PAGE >>
Philippe de Gaulle me répond le 11 octobre par une lettre manuscrite de deux pages. Alors que je demeure à Nantes, l'enveloppe porte l'adresse : 44 000 Nancy. Après être passé par Nancy -le cachet de la Poste en fait foi- le courrier finit par me parvenir à Nantes, la rue de mon domicile, portant le nom d'une résistante nantaise, n'existant pas à Nancy ...

 

Quand je l'ouvre et en prends connaissance, je frémis à l'idée du tintamarre qui se serait produit si ce courrier avait été perdu et, au bout de son périple, ouvert par les PTT, comme on les appelait alors.

 

En voici la teneur.

 

CONTRE AMIRAL DE GAULLE commandant le groupe naval d'essais et de mesures

 

29240 BREST NAVAL, le 11 octobre 1973

 

Monsieur,

 

Je vous remercie de votre aimable lettre et des deux textes (dont l'un a été publié dans "Le Monde" d'hier) qui l'accompagnaient, et que j'ai lus avec d'autant plus d'intérêt que j'y ai, en gros, retrouvé ma propre pensée.

 

C'est dire que je ne suis pas du tout heureux du projet de réduction à 5 ans du mandat présidentiel (et que, sans "faire de politique", je ne m'en suis pas caché en privé auprès des gens de "la majorité"), non seulement parce que cette réduction changerait la nature même de la fonction, mais encore et surtout parce que l'intervention du Parlement dans les attributions présidentielles serait un dangereux précédent.

 

Le réflexe historique de toutes les Assemblées parlementaires du monde va toujours dans le sens d'un amoindrissement de l'Exécutif, et il serait certain que les nôtres ayant effectué un premier grignotage (qui amènerait à plus ou moins long terme à la quasi-coïncidence des mandat présidentiels et parlementaires, c'est-à-dire au "régime présidentiel" avec pour corollaire la disparition de jure et de facto des clauses de dissolution de l'Assemblée Nationale) ne s'arrêteraient sûrement pas en si bon chemin !

DONNÉES SOURCES >>
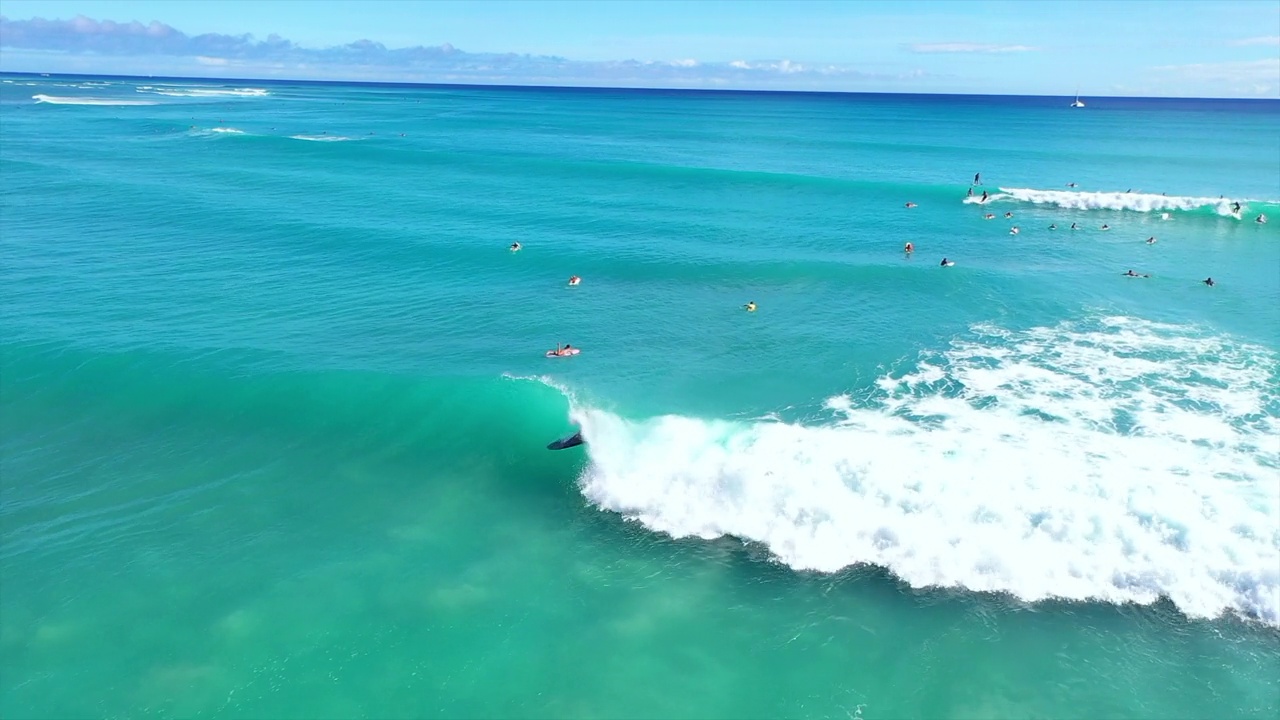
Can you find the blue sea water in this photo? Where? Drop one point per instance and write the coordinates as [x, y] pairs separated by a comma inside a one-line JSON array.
[[275, 401]]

EXERCICE PROPOSÉ >> D'après la page, quelle adresse figurait sur l'enveloppe de la lettre de Philippe de Gaulle ? Les données n'ont aucun lien avec la page.

RÉPONSE >> L'enveloppe portait l'adresse 44 000 Nancy.